* _WRITTEN REQUEST_
Copy everything in the hostel reviews from "Plus the kitchen" down to "town at dusk.", changing "warthog" to "porcupine".

Don't miss out on the
Xhosa village tour with Silas, you'll taste some lovely corn
beer and learn some new dance moves. Note: Be
careful of the "extras" which may get tacked onto your bill (ie.
pickups from hikes, yoga - if in doubt, ask!).
Sani Pass Lodge -
Near Underberg.
Could be almost decent but the manager Nico is very strange and
the rooms and toilets are very ordinary. We wouldn't have
stayed longer than a single night, but there happened to be an
absolutely great group of people there at the time so we had a
lot of fun. Goes to show that it's rarely the place...it's
the people that make a trip. They do have a lovely outdoor
shower where you can watch the sunrise over the Drakensburg
mountains as you scrub your bum. $14 US per double
room/night shared bath.
Beach Bums - Near Ballito, 15 km north of Durban.
Run by a raging homosexual, this is a very cool little hostel on
the beach. The manager Jonathan is very entertaining, to
say the least, just don't try to move any of his candles around
or he gets mad. It was full the night we stayed so we
ended up in a dorm which had decent beds and a spectacular view
and balcony over the ocean. The small cozy bar has a sound
system that will blow the wax out of your ears. As we were
enjoying a drink on the comfy couches in the bar before dinner,
Jonathan was playing some hypnotic dance song about a lady
calling her husband who had gone to Mars on a
business
trip....and he wasn't alone in his hotel room! You get the
picture. $6 US per person in dorm/night.
BIB's
- St. Lucia
This is the best backpackers hostel we stayed at. The
owners/managers are ultra cool and they really go out of their
way to include everybody in the many free activities offered.
Each day they have a list of free outings that are available to
anyone staying there. These range from early morning game
walks to crocodile feedings to sundowners to watch the hippos
come in from the river. There is also a superb game park
called Umfulozi which is very close with reasonably priced tours
available. They have a great swimming pool and bar area
with a nightly barbeque where you can bring your own food to
cook. The rooms are spacious and have air conditioning.
Plus the kitchen facilities are great and you don't even have to
wash your own dishes! You can tell this is the kind of
place where people expect to spend a day or two then find
themselves two weeks later still enjoying themselves! $15 US per
double room/night with shared bath. For $18 US per night
you can get a double room with attached kitchen, bath, and
balcony. Note: there's a warthog that wanders throughout
town and sleeps under the same stop sign every night.....not to
mention hippos that you may find charging through town at dusk.

* _RAW RECORDS_
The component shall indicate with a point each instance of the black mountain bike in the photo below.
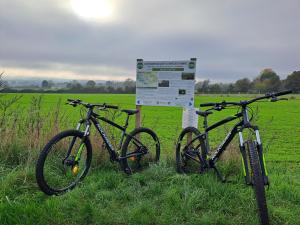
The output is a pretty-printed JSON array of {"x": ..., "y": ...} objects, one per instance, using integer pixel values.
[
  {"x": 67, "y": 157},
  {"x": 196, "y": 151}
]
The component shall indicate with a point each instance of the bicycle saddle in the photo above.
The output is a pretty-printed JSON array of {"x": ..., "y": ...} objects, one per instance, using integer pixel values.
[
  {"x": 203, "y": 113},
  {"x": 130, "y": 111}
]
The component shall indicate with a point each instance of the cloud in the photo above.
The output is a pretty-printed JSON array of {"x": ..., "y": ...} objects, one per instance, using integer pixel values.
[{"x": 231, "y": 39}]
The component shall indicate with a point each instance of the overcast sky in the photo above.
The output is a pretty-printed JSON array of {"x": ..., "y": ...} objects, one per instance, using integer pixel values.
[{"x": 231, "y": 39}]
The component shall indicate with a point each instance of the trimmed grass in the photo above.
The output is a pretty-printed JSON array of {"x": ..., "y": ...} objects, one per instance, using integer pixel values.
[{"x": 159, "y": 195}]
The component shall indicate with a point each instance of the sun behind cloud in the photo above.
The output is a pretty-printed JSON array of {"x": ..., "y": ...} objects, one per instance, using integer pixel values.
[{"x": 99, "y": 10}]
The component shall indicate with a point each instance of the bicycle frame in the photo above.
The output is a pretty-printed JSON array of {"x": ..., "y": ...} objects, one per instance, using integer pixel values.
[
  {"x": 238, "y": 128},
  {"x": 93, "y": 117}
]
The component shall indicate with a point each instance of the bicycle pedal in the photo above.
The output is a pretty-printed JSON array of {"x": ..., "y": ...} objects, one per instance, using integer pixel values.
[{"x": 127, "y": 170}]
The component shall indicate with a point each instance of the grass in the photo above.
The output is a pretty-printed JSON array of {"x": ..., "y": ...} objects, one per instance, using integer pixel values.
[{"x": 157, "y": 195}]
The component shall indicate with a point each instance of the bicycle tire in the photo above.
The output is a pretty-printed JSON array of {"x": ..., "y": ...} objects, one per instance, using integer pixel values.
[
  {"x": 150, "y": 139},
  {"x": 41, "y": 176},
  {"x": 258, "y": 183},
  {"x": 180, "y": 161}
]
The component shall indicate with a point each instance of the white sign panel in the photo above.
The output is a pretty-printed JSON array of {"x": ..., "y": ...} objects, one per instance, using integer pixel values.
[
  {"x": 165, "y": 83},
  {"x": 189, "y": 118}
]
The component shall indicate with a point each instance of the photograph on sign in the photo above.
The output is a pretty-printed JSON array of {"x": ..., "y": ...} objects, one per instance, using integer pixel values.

* _SOLVED PROBLEM_
Plus the kitchen facilities are great and you don't even have to
wash your own dishes! You can tell this is the kind of
place where people expect to spend a day or two then find
themselves two weeks later still enjoying themselves! $15 US per
double room/night with shared bath. For $18 US per night
you can get a double room with attached kitchen, bath, and
balcony. Note: there's a porcupine that wanders throughout
town and sleeps under the same stop sign every night.....not to
mention hippos that you may find charging through town at dusk.